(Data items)
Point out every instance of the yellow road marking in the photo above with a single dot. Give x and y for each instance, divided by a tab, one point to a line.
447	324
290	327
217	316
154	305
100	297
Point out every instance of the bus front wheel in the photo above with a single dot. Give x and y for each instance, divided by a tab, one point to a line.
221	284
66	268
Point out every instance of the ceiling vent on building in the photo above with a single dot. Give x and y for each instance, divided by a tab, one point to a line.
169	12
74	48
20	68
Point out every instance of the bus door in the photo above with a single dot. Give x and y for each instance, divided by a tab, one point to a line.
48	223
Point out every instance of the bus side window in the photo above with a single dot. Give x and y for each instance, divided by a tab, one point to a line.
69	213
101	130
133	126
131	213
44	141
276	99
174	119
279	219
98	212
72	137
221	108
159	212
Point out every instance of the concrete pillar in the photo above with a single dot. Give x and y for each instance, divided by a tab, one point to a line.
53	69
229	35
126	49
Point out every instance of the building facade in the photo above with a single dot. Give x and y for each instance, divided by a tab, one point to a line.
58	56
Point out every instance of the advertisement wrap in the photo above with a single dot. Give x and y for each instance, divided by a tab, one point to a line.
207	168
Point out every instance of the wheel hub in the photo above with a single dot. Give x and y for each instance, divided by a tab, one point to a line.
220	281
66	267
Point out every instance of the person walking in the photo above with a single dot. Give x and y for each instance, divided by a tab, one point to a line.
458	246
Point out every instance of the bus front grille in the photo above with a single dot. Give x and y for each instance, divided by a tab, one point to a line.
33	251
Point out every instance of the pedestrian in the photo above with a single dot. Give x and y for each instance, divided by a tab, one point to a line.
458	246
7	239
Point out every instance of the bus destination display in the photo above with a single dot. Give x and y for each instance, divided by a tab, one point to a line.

Exercise prompt. Every entry should be printed again exactly as it stands.

Answer to the problem.
Point out every instance of the yellow road marking in the photo above with a single dot. Give x and y for each instance, divided by a tab, one point to a line.
447	324
290	327
217	316
154	305
100	297
Point out every instance of the bus front wheel in the photo above with a single dot. Give x and y for each instance, divided by a tab, one point to a line.
221	284
66	268
Point out every instance of the ceiling vent on building in the photo above with a single dot. Give x and y for each instance, divided by a tab, one point to a line.
169	12
74	48
20	68
Point out every instance of the bus door in the photo above with a single dot. Give x and y for each instance, divided by a tab, one point to a line.
48	223
Point out every instance of the bus side window in the photo above with a single dot. Give x and y for each instance, divided by a tab, one point to a line.
69	213
101	130
133	126
131	213
44	141
276	99
174	119
279	219
98	212
72	137
221	108
159	212
Point out every instance of the concrete pillar in the photo above with a single dot. Give x and y for each instance, divided by a tab, one point to a line.
53	69
229	35
126	49
Point out every instance of the building facade in the photo above with a single dot. Give x and y for each instance, divided by a tab, one point to a line.
58	56
Point out every instance of the advertisement wrap in the photo above with a single dot. Give x and y for each instance, divided by a tab, one point to a line.
207	168
Point out every instance of the wheel hub in the photo above with a single dot. Give x and y for each instance, divided by a tab, one point to a line.
220	281
66	267
Point out every instance of the person walking in the photo above with a single dot. Give x and y for each instance, divided by a tab, one point to a line.
458	246
Point out every instance of the bus front grille in the photo above with a single dot. Give x and y for each instance, divided by a tab, one point to a line.
33	251
Point out every instance of the pedestrian in the photo above with a single dot. Give x and y for each instance, divided by a tab, one point to a line.
458	246
7	239
Point out every instance of the bus destination display in the photo above with a single dot. Give x and y for each instance, divided by a tab, one point to a line.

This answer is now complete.